* EXTRACTED RECORDS
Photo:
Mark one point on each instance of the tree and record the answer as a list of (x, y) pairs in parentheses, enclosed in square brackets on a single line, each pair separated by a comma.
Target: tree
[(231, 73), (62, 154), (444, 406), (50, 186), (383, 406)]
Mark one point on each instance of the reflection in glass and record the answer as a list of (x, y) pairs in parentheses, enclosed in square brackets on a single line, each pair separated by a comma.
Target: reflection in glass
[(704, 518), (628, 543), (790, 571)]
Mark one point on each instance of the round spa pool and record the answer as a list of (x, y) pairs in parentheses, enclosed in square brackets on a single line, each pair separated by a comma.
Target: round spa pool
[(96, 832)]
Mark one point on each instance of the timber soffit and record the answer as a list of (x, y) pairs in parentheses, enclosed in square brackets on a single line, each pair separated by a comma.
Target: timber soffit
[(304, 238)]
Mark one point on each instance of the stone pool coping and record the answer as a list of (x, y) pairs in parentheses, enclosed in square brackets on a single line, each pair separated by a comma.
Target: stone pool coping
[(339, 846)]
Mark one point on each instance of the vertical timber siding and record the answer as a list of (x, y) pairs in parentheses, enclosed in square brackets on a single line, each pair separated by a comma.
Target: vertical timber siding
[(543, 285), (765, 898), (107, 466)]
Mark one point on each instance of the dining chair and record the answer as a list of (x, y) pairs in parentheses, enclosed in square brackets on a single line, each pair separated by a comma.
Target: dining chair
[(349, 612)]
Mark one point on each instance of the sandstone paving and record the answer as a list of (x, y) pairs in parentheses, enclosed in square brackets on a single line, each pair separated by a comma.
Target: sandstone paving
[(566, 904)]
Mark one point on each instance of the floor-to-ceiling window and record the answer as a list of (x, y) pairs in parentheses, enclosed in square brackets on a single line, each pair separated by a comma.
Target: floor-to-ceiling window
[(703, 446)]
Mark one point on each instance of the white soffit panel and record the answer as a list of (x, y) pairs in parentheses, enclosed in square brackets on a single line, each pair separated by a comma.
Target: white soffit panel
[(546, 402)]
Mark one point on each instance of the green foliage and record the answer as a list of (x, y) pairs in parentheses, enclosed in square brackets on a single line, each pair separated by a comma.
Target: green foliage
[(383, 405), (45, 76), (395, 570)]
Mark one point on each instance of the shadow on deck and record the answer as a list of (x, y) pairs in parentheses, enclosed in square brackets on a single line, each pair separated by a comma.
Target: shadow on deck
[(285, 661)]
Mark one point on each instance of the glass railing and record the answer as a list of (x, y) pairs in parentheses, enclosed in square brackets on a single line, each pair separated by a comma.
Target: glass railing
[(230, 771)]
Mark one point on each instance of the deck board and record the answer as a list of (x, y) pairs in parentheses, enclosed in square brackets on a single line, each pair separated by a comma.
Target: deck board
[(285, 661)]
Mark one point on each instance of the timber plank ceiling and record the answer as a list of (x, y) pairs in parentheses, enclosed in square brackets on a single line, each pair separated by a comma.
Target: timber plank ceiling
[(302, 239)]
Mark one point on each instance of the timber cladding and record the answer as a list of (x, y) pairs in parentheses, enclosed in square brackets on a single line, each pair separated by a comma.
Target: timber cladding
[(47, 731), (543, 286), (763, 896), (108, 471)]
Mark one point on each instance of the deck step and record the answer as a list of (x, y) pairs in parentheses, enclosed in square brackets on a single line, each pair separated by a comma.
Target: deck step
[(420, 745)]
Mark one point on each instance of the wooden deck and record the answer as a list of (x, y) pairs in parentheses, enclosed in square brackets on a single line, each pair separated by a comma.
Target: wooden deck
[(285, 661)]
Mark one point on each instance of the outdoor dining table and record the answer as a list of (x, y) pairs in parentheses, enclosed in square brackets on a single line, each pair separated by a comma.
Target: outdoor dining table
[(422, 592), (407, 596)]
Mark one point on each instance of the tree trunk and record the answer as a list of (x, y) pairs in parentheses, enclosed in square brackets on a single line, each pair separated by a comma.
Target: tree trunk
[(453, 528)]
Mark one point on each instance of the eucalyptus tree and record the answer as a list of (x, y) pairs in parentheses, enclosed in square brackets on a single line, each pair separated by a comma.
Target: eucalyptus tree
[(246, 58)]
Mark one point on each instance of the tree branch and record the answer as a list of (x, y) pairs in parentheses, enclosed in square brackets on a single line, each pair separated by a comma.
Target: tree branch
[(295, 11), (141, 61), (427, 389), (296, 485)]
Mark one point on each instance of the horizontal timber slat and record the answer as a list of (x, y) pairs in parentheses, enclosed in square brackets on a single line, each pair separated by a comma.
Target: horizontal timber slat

* WRITTEN INSTRUCTION
Convert the material above into a numbered list, running from the line with "Mark one point on each instance of the dining" up to and including the line with "[(546, 402)]". Omit blank lines.

* FINAL ANSWER
1. Mark one point on each instance of the dining chair and record the answer as a list of (x, y) pairs in parentheses, enclosed in square brackets on a single line, each pair separated by a comma.
2. Target: dining chair
3. [(349, 612)]
4. Mark one point on each instance of the sandstone paving and record the answer as a list of (x, y) pairs in parentheses, enclosed in square brackets on a single line, each pair separated by a comma.
5. Target: sandstone paving
6. [(566, 904)]
7. Mark one point on each instance of the floor-to-ceiling window and record the answer as a list of (x, y) pairs in parentheses, enclosed in square brackets on a single line, each pair separated by a comma.
8. Target: floor-to-ceiling window
9. [(703, 446)]
10. Mark one point on each instance of the white soffit panel and record the answer as a list of (x, y) pairs in parentheses, enclosed in square brackets on a single line, each pair separated by a comma.
11. Target: white soffit panel
12. [(546, 402)]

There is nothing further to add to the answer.